● **Your task**: Lay out the lines from the one containing "One point per instance, written like point(350, 442)" through the one containing "point(539, 319)", both included, as a Markdown table with the columns Row and Line. Number each row and leave out blank lines.

● **Material provided**:
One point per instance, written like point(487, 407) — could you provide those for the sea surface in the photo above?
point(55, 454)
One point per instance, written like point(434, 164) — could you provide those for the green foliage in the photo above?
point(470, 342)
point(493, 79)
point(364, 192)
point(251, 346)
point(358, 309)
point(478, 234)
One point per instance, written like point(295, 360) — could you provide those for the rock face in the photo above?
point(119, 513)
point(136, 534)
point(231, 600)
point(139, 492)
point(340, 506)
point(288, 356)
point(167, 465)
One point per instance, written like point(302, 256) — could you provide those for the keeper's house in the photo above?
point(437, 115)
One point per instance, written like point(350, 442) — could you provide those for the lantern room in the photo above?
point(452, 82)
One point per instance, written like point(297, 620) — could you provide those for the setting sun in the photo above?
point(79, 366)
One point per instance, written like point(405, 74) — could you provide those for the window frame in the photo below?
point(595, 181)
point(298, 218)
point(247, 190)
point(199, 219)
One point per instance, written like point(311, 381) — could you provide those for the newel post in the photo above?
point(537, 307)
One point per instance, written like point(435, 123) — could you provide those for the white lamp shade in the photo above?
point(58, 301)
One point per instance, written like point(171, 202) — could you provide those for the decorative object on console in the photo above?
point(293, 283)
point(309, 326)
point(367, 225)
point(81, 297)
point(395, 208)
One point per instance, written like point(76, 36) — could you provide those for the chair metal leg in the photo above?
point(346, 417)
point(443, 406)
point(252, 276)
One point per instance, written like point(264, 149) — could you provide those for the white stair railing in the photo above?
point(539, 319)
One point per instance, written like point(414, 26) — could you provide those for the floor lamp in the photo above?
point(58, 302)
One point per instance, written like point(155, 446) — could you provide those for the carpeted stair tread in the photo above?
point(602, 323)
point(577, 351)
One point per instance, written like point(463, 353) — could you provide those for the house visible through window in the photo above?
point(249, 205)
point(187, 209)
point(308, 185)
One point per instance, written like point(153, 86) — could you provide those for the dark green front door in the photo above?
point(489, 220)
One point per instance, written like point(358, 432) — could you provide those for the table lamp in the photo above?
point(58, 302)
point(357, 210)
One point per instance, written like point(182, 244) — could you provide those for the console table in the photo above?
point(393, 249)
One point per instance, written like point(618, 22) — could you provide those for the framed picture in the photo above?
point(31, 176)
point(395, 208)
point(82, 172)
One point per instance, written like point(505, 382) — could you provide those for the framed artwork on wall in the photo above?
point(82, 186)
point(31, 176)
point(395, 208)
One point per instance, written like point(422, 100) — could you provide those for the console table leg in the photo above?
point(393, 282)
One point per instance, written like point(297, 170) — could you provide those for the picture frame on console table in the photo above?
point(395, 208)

--

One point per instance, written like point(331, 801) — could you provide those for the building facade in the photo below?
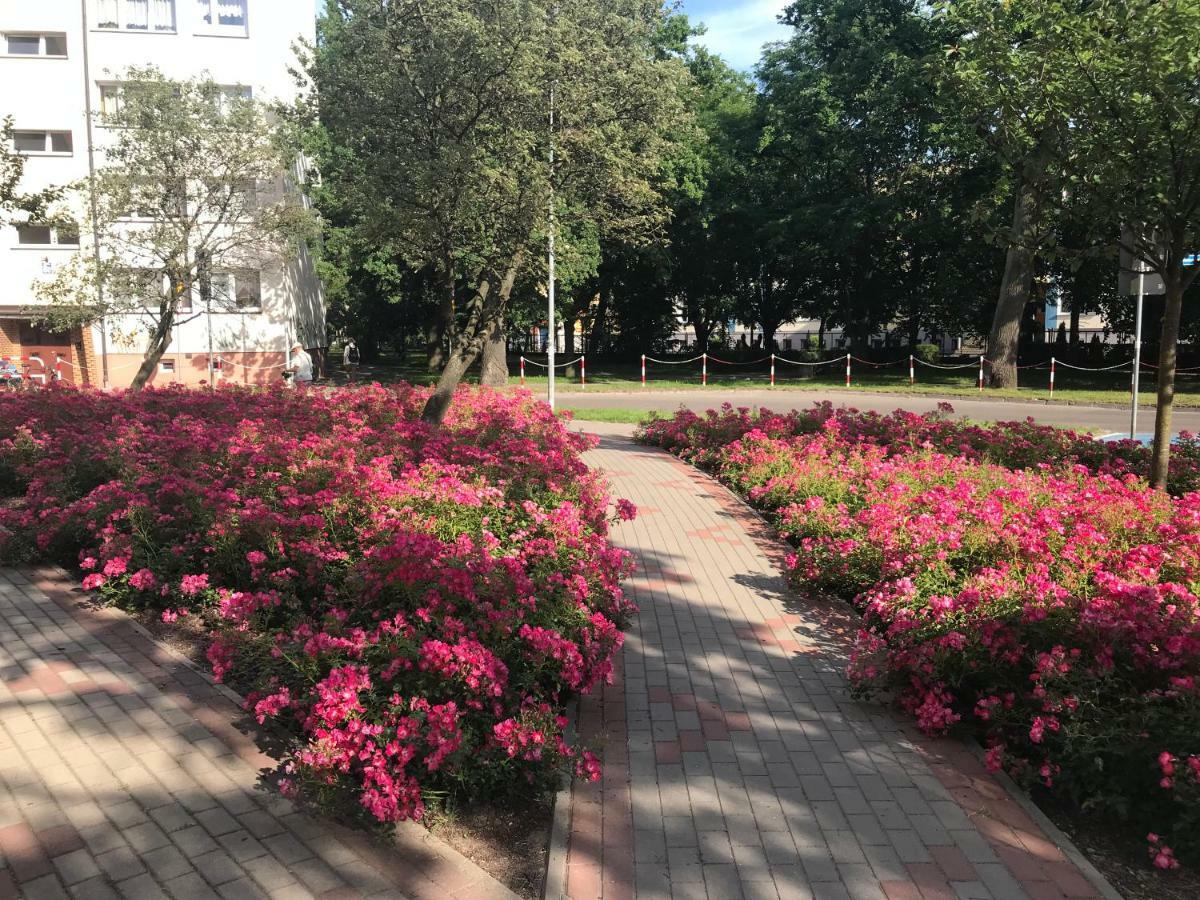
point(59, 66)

● **Response**:
| Row | Line |
|---|---|
| 1 | One point per instance, written like point(350, 442) — could you provide those for the lantern room in the photo above? |
| 2 | point(452, 82) |
| 3 | One point per instance, written like point(297, 620) — could you provide those for the setting sun in the photo above? |
| 4 | point(79, 366) |
| 5 | One point per instance, written like point(405, 74) — could you provide those for the window frame in the photo below? |
| 6 | point(595, 181) |
| 7 | point(298, 218) |
| 8 | point(247, 190) |
| 9 | point(199, 219) |
| 10 | One point per instance, written like point(311, 381) — could you provide those for the newel post in the photo above? |
| 11 | point(537, 307) |
| 12 | One point per instance, written like point(435, 123) — could you provide those for the white lamp shade in the photo above? |
| 13 | point(58, 301) |
| 14 | One point per instance, written like point(171, 202) — could you provide those for the decorative object on console in the photo above? |
| 15 | point(293, 283) |
| 16 | point(309, 326) |
| 17 | point(367, 225) |
| 18 | point(81, 297) |
| 19 | point(395, 208) |
| 20 | One point per instance, written like point(76, 36) — could you provide those for the chair metal leg in the photo above? |
| 21 | point(346, 417) |
| 22 | point(443, 406) |
| 23 | point(252, 276) |
| 24 | One point per instance, written like point(264, 149) — could you provide those for the white stair railing in the photo above? |
| 25 | point(539, 319) |